WORK TO COMPLETE –
In the entries below, which lines run from the one containing "like point(93, 191)" to the one containing "like point(586, 62)"? Copy exactly those lines, ends included, and no others.

(Excerpts from a dataset)
=== Section Start ===
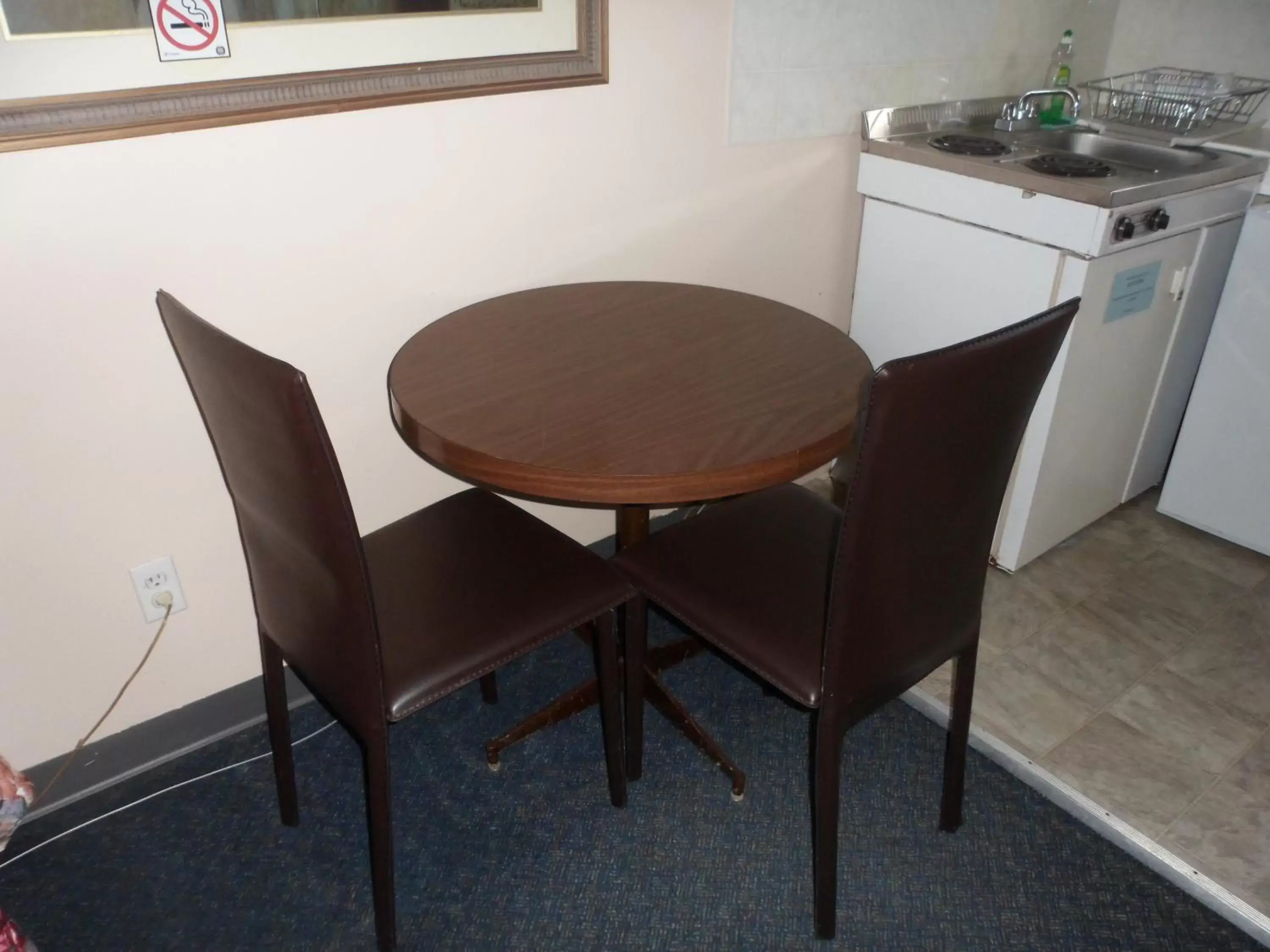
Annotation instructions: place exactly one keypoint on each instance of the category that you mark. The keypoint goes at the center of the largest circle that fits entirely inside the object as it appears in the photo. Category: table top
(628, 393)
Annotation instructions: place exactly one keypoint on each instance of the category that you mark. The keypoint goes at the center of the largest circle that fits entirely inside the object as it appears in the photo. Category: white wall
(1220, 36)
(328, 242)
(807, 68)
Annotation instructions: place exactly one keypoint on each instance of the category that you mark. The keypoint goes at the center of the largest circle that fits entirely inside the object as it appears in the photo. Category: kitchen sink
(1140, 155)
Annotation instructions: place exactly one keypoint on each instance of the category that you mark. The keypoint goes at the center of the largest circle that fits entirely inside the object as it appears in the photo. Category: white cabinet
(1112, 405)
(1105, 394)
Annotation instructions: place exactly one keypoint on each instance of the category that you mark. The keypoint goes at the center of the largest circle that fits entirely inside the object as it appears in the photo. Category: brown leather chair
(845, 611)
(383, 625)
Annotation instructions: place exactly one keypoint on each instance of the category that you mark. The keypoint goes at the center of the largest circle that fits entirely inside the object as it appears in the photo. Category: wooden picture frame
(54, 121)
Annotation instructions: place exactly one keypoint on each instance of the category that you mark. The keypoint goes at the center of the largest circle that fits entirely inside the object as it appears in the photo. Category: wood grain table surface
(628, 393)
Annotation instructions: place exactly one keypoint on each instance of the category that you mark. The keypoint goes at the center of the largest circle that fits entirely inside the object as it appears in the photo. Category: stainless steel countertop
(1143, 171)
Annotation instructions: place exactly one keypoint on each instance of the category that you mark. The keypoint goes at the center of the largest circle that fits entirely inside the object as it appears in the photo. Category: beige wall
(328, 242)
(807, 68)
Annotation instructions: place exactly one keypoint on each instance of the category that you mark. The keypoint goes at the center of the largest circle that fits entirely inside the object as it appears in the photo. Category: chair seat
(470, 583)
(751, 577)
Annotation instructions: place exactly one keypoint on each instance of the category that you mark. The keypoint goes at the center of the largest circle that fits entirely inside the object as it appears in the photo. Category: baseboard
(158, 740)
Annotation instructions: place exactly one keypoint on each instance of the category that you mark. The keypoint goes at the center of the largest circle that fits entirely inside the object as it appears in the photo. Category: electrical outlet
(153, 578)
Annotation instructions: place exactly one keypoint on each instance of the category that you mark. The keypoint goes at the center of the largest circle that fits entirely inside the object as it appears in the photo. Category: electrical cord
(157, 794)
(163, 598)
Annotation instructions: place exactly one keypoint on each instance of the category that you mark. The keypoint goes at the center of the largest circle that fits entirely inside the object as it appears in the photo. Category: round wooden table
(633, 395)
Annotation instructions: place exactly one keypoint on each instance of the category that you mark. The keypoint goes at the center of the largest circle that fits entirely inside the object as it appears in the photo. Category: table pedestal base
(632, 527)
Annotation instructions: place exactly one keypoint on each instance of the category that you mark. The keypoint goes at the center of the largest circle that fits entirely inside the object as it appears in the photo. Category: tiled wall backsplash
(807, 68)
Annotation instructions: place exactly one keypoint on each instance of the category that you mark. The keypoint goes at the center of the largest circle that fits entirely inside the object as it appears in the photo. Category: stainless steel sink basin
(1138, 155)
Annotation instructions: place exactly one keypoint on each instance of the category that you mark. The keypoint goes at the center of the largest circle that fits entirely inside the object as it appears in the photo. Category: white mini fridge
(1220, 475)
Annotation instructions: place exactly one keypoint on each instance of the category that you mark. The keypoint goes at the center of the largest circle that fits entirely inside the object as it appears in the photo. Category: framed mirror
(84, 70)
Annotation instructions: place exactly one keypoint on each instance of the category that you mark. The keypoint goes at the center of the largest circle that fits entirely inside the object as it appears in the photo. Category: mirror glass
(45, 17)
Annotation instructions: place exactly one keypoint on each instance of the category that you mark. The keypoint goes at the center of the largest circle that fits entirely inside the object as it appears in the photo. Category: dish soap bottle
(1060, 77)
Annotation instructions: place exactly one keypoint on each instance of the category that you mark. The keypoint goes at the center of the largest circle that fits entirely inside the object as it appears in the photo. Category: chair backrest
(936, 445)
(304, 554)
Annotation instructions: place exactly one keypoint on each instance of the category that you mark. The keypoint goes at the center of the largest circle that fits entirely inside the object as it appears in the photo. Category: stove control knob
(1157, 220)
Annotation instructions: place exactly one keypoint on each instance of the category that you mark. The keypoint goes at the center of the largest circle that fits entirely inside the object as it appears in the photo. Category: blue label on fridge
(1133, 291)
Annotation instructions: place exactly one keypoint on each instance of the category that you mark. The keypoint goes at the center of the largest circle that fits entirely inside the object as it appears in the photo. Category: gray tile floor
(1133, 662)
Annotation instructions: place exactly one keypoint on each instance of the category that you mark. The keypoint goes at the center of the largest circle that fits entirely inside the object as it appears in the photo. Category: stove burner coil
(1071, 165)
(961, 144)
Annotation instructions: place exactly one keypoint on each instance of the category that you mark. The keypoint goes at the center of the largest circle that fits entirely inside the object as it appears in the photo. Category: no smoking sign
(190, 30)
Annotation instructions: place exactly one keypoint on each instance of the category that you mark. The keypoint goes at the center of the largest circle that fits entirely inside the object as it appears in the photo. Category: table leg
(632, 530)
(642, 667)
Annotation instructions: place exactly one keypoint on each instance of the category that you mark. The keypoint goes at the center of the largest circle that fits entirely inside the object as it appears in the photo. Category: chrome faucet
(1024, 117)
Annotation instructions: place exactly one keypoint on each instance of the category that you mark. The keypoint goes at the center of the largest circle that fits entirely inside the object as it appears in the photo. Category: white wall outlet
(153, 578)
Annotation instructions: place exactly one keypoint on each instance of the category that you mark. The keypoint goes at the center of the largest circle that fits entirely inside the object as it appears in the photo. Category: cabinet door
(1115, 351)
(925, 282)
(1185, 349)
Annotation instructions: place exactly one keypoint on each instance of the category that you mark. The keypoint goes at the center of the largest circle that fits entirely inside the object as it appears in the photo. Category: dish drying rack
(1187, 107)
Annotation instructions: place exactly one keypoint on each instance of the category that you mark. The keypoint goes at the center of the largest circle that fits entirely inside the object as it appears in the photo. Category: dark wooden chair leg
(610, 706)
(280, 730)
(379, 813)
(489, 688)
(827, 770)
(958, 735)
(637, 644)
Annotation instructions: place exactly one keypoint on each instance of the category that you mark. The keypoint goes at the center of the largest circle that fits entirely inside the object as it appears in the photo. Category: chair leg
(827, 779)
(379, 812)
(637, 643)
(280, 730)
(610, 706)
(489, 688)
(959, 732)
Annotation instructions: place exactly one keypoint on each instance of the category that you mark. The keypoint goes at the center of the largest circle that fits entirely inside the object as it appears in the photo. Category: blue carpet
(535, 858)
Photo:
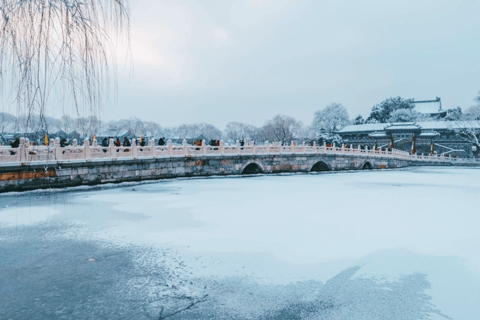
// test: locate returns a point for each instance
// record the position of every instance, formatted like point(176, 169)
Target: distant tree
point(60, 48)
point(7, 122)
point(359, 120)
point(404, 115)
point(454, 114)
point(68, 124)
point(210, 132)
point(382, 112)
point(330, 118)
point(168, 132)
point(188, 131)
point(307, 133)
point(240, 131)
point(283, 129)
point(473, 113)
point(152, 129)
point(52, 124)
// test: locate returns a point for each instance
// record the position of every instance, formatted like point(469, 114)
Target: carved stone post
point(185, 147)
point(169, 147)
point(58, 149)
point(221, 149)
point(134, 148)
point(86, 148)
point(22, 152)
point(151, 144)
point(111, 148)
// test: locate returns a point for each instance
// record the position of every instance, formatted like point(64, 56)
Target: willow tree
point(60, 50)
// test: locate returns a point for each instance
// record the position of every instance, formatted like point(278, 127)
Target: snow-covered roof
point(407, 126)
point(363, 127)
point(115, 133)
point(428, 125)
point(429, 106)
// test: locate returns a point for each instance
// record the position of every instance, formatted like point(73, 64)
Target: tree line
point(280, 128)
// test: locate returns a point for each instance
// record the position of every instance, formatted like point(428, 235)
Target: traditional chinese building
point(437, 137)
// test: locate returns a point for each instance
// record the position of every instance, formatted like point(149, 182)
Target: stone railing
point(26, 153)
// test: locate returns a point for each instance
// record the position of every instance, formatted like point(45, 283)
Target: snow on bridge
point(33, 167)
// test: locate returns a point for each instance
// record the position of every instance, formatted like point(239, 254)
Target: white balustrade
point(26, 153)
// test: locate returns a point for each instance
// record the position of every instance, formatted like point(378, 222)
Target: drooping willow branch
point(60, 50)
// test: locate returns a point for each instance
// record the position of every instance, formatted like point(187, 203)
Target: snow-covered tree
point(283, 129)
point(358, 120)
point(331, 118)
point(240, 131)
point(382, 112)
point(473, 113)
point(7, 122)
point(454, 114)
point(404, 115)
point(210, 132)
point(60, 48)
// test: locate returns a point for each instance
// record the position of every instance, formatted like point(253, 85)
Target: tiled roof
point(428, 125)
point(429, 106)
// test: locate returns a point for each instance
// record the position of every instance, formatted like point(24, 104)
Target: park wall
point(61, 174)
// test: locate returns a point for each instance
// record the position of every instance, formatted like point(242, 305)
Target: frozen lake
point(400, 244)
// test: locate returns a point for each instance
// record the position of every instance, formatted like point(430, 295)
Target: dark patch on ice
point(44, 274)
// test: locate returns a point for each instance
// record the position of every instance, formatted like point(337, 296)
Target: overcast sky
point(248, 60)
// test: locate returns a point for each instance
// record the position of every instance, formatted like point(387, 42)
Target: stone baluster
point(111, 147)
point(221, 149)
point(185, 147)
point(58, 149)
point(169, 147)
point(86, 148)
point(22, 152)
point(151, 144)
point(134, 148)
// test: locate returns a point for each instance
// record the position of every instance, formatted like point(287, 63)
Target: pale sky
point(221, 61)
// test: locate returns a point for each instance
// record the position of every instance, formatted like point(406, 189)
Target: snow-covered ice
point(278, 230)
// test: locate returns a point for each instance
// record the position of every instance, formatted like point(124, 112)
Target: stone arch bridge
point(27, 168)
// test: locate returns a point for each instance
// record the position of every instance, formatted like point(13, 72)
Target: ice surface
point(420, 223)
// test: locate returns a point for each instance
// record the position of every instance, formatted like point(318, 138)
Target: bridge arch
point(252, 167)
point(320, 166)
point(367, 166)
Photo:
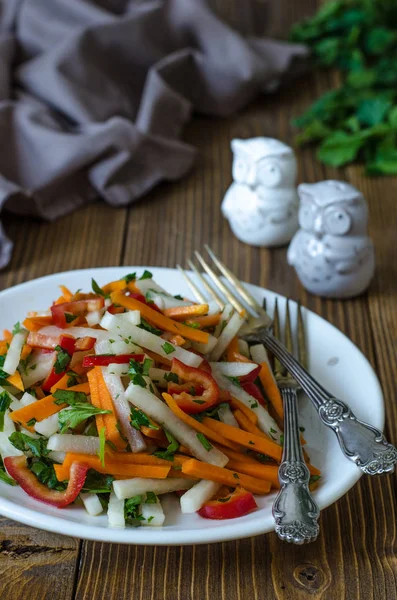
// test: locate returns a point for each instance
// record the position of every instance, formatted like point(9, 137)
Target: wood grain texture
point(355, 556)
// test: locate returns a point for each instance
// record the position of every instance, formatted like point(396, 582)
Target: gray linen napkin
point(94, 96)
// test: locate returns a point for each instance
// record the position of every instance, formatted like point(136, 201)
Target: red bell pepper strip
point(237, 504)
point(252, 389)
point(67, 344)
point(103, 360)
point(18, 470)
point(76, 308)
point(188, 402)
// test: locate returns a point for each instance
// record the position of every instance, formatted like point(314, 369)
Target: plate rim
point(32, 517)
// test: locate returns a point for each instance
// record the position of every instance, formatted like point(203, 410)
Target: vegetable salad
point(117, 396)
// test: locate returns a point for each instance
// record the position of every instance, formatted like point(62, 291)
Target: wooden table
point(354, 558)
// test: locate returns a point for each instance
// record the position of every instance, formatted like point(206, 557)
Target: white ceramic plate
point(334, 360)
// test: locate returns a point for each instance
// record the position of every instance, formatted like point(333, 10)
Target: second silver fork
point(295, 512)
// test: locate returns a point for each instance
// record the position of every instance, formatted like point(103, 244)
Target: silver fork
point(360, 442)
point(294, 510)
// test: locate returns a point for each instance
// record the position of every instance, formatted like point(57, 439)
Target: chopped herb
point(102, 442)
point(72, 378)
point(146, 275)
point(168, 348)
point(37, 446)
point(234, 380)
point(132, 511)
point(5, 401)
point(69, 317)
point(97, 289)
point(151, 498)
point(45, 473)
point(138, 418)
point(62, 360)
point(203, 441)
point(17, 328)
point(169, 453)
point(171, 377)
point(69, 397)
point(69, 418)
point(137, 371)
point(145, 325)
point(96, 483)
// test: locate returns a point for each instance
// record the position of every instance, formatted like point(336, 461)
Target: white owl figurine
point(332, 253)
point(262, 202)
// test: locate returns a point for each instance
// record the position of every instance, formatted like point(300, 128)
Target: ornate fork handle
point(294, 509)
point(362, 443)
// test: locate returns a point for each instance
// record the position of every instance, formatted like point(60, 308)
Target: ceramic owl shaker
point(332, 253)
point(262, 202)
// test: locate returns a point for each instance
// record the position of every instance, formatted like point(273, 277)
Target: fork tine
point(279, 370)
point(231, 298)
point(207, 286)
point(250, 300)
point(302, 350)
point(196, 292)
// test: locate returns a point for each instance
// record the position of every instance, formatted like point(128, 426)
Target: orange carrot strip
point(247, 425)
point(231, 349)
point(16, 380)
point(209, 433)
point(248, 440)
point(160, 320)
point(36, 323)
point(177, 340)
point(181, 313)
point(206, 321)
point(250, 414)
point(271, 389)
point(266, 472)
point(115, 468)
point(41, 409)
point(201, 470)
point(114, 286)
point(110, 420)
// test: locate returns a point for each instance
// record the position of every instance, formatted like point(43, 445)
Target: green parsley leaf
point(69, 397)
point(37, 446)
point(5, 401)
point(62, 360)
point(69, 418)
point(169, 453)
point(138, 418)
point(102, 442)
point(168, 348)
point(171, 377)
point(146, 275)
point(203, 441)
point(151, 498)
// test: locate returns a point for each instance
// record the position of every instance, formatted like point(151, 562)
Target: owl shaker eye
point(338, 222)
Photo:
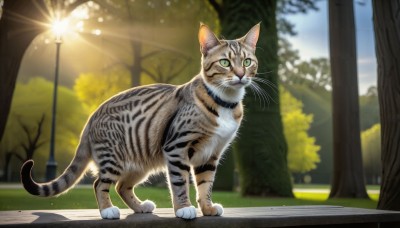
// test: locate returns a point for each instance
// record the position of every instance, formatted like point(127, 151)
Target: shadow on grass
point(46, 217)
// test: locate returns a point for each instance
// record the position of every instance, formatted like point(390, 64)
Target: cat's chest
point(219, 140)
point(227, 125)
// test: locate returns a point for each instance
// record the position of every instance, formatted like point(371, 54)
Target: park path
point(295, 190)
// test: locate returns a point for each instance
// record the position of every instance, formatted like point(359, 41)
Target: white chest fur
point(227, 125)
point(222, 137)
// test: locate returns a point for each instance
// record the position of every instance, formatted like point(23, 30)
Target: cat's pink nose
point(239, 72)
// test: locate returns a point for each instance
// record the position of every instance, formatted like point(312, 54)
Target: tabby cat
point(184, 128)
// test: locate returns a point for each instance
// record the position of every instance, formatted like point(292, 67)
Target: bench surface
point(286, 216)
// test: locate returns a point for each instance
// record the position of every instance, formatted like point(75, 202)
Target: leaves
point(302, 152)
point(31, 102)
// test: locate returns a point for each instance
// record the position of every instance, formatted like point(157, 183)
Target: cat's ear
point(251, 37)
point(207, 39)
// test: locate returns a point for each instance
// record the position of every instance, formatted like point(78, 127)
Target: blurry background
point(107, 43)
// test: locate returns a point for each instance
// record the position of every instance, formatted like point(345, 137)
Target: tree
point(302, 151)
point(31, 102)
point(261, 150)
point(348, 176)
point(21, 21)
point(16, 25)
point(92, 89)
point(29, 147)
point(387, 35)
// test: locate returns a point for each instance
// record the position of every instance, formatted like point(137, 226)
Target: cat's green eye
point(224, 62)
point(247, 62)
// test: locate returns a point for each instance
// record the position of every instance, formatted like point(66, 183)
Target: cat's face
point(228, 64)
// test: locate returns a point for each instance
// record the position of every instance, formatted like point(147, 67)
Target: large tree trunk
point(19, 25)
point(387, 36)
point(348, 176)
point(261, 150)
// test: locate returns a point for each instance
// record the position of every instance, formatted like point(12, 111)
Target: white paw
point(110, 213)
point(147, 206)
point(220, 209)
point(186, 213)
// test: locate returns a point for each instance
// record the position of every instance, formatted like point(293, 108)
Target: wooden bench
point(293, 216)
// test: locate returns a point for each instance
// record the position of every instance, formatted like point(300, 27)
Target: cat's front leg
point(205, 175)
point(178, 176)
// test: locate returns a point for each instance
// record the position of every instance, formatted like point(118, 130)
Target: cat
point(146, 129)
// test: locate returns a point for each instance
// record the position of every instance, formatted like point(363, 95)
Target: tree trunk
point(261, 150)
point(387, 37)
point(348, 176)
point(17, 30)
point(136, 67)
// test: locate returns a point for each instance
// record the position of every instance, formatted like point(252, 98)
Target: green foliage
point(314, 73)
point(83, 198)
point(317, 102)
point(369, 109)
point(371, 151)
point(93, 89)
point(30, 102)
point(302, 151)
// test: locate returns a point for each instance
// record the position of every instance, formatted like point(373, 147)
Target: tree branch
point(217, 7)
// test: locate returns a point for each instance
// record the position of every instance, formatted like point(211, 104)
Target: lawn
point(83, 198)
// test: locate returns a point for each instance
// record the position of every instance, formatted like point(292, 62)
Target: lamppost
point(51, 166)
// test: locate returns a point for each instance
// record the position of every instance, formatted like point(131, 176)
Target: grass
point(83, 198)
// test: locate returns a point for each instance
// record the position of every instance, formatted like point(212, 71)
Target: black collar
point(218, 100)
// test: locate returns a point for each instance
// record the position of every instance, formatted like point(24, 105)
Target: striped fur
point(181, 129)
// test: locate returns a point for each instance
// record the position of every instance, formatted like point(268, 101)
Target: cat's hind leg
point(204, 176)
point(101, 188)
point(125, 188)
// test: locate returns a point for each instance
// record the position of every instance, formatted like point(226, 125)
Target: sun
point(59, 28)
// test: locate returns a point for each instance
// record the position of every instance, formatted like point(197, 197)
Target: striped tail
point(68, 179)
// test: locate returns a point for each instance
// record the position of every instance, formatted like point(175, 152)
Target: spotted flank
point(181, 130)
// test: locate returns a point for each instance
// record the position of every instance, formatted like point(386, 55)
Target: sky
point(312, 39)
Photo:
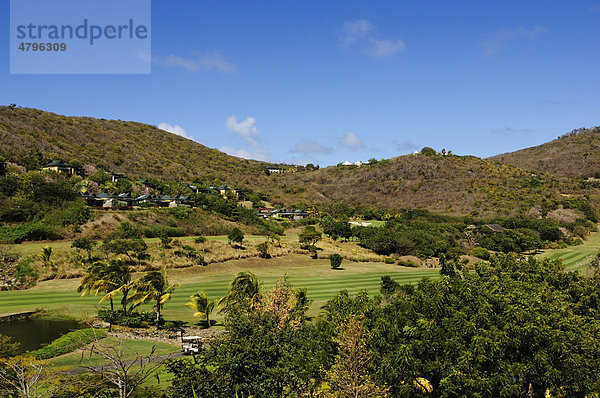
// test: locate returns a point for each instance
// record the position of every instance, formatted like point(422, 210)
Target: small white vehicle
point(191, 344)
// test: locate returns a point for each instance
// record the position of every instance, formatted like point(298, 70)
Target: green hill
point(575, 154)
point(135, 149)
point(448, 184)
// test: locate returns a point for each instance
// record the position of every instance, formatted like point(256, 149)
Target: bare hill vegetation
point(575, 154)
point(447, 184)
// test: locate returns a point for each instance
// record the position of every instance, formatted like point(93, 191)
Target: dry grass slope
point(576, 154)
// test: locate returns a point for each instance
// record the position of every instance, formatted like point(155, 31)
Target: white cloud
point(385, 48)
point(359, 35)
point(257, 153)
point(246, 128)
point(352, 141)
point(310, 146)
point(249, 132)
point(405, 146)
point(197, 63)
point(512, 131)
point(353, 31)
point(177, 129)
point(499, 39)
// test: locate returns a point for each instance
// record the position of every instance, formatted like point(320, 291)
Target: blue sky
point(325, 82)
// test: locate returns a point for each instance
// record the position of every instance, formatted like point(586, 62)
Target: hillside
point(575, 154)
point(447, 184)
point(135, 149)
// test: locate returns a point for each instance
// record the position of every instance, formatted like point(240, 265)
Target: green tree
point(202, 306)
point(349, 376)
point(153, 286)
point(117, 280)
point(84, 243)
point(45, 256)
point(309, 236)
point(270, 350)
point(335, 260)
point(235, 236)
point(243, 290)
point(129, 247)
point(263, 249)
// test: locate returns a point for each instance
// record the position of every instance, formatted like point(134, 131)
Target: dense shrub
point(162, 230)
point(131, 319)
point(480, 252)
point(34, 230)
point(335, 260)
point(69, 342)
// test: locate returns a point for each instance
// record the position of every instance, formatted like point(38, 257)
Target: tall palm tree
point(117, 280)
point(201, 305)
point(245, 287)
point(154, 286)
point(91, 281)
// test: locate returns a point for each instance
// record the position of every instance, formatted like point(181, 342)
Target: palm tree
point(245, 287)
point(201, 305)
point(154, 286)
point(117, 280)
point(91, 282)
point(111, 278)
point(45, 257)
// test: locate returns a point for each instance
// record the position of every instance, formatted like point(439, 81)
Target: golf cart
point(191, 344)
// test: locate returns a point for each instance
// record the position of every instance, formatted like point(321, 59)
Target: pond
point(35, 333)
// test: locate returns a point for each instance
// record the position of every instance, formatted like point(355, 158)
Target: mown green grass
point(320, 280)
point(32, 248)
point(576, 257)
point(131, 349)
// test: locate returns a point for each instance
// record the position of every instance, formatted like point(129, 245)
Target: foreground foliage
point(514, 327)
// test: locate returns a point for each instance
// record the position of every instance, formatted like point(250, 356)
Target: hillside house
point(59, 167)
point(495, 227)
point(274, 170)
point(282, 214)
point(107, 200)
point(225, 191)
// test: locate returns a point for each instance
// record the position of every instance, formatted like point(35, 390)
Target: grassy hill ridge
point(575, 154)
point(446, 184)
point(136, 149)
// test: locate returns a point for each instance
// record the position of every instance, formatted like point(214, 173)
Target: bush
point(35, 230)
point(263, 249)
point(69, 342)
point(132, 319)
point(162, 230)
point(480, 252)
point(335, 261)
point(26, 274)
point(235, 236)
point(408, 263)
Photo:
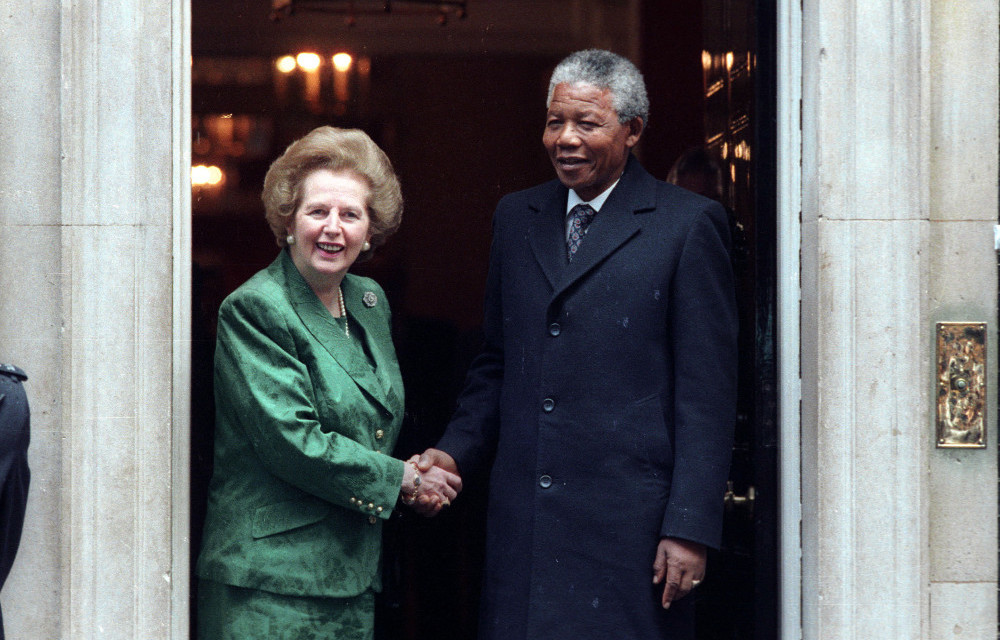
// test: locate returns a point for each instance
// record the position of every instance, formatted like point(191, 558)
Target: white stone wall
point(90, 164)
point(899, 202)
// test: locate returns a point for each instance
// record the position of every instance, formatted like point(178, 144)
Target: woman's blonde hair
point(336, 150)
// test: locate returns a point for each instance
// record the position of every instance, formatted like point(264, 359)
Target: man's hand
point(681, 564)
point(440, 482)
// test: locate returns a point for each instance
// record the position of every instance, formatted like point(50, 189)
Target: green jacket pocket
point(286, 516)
=== Section End ===
WRITTEN RESPONSE –
// record the position of every instance, formatted like point(93, 191)
Target: dry grass slope
point(576, 154)
// test: locate returns a point for each instance
// record the position of every instance, formatted like point(155, 31)
Target: white cloud
point(385, 48)
point(359, 35)
point(257, 153)
point(246, 128)
point(352, 141)
point(310, 146)
point(249, 132)
point(405, 146)
point(197, 63)
point(512, 131)
point(353, 31)
point(177, 129)
point(499, 39)
// test: locate returns a point for each instance
// record the position of every instance, formatted like point(320, 291)
Target: blue sky
point(325, 82)
// test: locate returns a point for each instance
// record the position of every instance, formatted like point(586, 62)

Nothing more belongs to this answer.